What is expected
Convert only the lines of the records below, starting at the line that contains "snow scooter handlebar" and ending at the final line of the records, both included, into a JSON list of strings. Use one string per line and leave out blank lines.

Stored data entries
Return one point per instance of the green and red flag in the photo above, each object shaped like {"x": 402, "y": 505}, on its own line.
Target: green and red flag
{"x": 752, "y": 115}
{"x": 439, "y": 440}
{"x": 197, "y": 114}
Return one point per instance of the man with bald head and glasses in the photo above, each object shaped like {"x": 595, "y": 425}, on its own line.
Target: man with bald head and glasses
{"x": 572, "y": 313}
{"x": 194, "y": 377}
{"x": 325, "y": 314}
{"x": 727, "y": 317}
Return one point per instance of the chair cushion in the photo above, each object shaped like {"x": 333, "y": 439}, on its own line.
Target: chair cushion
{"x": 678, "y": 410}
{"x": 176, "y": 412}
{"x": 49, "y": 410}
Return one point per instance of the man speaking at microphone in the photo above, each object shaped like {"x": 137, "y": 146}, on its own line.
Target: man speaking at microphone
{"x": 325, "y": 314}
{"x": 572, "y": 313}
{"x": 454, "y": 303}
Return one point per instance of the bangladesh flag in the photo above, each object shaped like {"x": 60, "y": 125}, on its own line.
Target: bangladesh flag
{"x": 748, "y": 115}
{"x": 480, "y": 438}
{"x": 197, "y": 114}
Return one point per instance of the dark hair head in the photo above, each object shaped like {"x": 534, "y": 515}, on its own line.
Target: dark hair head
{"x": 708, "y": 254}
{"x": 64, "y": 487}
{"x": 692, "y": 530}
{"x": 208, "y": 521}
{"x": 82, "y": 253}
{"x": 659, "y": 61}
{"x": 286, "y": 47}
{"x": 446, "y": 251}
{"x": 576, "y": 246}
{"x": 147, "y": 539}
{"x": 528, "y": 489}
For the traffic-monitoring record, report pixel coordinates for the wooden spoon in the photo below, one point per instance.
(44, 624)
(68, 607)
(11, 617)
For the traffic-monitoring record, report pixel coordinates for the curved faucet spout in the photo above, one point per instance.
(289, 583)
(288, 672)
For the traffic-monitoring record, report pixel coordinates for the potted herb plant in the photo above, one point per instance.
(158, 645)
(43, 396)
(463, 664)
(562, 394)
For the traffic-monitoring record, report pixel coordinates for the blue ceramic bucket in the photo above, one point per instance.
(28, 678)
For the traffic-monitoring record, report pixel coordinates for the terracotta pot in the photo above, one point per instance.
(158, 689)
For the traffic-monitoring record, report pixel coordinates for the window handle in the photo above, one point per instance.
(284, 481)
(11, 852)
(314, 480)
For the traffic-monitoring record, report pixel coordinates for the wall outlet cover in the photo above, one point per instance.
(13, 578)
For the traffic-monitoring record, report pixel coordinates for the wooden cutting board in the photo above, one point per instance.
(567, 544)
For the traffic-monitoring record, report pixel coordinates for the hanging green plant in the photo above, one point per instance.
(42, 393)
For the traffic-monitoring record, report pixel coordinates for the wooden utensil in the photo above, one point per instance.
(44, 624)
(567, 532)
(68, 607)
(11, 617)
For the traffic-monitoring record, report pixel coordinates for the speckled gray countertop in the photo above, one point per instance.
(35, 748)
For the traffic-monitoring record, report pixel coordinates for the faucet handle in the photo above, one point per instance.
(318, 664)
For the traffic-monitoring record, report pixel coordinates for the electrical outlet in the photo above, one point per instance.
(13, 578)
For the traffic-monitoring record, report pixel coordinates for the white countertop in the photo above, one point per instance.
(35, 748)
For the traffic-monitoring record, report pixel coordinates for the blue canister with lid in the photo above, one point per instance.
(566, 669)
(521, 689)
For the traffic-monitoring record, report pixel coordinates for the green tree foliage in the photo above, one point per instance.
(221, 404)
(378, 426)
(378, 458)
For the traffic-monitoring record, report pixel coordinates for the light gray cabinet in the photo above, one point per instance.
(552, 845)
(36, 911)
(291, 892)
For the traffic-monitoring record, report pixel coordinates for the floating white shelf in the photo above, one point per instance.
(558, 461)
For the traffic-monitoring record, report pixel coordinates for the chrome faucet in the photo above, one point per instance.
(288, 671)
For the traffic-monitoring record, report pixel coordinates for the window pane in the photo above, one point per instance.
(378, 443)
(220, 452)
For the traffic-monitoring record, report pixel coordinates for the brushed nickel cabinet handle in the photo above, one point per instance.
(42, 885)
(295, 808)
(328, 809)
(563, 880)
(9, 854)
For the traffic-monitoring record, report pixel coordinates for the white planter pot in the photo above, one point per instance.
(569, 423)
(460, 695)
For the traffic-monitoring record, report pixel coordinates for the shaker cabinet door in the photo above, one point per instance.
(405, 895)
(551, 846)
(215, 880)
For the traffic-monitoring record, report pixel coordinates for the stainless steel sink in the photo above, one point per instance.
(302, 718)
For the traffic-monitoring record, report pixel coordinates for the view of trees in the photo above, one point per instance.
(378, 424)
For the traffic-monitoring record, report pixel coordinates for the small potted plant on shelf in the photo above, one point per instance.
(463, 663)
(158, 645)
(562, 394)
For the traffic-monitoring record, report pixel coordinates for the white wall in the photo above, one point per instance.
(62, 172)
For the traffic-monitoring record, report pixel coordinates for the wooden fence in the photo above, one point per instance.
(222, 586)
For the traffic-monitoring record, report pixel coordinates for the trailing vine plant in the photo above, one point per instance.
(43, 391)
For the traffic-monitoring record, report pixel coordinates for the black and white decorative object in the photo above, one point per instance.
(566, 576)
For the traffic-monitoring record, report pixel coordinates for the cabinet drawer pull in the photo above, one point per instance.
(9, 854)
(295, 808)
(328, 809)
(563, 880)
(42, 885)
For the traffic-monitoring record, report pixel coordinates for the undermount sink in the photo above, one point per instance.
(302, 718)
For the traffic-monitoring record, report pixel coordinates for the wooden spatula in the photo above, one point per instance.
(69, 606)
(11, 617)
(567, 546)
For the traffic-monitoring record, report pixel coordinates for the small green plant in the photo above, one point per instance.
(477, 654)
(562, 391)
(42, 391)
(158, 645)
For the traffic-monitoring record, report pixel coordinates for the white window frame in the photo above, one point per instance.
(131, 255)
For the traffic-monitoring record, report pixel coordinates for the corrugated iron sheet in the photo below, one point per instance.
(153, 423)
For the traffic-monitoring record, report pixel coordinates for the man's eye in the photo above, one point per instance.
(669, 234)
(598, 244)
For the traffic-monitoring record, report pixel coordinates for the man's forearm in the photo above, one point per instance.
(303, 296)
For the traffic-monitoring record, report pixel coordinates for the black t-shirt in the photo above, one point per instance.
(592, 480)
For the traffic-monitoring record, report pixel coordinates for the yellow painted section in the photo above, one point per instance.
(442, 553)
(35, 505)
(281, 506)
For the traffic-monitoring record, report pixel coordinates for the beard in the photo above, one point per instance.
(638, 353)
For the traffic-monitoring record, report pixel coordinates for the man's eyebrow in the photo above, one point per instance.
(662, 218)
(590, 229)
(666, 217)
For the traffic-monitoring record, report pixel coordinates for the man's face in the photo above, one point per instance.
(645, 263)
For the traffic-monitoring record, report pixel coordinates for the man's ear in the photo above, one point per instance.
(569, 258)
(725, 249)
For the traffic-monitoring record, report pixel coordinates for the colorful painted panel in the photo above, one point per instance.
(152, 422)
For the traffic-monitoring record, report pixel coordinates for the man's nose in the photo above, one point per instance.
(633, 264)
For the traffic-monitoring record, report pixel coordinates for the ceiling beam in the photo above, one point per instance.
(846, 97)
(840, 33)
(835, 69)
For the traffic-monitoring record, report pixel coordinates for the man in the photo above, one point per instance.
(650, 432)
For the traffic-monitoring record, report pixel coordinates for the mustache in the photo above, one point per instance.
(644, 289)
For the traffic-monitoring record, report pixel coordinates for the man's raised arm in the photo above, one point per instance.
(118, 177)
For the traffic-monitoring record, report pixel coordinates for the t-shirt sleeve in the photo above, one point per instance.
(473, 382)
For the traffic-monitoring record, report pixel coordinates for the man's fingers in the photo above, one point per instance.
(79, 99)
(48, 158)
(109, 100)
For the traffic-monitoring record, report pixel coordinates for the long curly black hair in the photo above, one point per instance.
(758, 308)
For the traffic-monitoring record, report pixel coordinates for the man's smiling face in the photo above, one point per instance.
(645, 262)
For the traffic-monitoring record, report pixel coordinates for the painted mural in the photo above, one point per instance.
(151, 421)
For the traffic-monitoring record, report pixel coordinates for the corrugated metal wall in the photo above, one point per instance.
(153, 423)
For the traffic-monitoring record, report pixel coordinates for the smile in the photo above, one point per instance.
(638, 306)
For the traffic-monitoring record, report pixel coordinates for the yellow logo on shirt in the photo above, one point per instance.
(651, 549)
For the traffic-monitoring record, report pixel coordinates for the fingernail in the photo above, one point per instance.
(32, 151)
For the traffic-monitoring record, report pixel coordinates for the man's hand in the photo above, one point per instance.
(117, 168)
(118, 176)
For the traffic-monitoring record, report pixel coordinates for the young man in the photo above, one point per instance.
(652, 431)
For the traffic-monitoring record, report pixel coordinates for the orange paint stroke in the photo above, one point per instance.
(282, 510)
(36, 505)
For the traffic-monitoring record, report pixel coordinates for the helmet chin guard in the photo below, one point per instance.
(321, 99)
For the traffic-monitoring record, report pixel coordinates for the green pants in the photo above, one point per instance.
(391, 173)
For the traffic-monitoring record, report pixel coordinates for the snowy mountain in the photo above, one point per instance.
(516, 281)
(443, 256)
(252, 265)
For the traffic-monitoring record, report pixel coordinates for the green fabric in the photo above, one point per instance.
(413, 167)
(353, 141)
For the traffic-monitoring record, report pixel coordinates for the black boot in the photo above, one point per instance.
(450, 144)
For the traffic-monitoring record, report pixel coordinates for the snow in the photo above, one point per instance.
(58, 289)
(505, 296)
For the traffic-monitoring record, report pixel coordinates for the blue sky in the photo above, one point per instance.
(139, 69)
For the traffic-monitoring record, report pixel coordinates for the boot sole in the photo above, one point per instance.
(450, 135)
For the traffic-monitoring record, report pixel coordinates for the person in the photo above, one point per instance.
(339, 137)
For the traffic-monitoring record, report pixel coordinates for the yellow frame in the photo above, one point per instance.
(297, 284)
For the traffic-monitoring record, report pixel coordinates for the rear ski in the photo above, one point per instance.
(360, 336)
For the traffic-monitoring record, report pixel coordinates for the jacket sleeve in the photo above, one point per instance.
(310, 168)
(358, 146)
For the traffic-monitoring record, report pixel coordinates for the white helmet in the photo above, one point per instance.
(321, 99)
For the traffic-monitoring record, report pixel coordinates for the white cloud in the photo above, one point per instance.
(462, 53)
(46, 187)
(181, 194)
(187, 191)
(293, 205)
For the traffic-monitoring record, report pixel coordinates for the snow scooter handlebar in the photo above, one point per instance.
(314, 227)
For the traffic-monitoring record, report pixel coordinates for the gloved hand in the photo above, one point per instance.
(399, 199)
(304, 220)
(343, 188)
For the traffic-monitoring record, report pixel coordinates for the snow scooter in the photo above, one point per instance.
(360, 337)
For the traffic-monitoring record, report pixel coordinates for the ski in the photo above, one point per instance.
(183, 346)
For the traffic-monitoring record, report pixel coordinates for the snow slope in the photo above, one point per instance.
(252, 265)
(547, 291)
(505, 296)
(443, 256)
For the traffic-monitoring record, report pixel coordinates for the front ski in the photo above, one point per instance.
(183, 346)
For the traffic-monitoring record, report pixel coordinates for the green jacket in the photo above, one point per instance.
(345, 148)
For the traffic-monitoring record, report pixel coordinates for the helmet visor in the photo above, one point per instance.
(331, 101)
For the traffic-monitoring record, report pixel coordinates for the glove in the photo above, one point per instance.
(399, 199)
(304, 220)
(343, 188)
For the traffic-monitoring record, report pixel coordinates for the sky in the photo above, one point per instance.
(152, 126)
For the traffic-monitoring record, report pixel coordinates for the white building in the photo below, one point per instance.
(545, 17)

Answer to this task
[
  "For the traffic-monitoring record, report pixel coordinates for the snow scooter handlebar in the photo above, one point per instance.",
  "(314, 227)",
  "For the traffic-monitoring record, report pixel coordinates for the gloved hand in the photo above, one point per instance.",
  "(399, 199)",
  "(304, 220)",
  "(343, 188)",
  "For the traffic-monitoring record, report pixel coordinates for the snow scooter in the photo above, one point per instance.",
  "(360, 337)",
  "For the traffic-monitoring record, report pixel coordinates for the ski in the photo above, one point per instance.",
  "(183, 346)",
  "For the traffic-monitoring record, report pixel coordinates for the snow slope in the photo above, one point per instance.",
  "(252, 265)",
  "(547, 291)",
  "(505, 296)",
  "(443, 256)",
  "For the traffic-monitoring record, report pixel coordinates for the front ski in the photo above, one point per instance.",
  "(183, 346)",
  "For the traffic-monitoring record, report pixel coordinates for the green jacket in the photo above, one point per instance.",
  "(345, 148)",
  "For the traffic-monitoring record, report pixel coordinates for the helmet visor in the photo above, one point per instance.",
  "(331, 101)",
  "For the traffic-monitoring record, report pixel coordinates for the glove in the photo above, one point per instance.",
  "(399, 199)",
  "(304, 220)",
  "(343, 188)",
  "For the traffic-monitoring record, report pixel coordinates for the sky in the photo above, one point per instance.",
  "(152, 126)",
  "For the traffic-monitoring record, report pixel coordinates for the white building in the photo below, one point per instance.",
  "(545, 17)"
]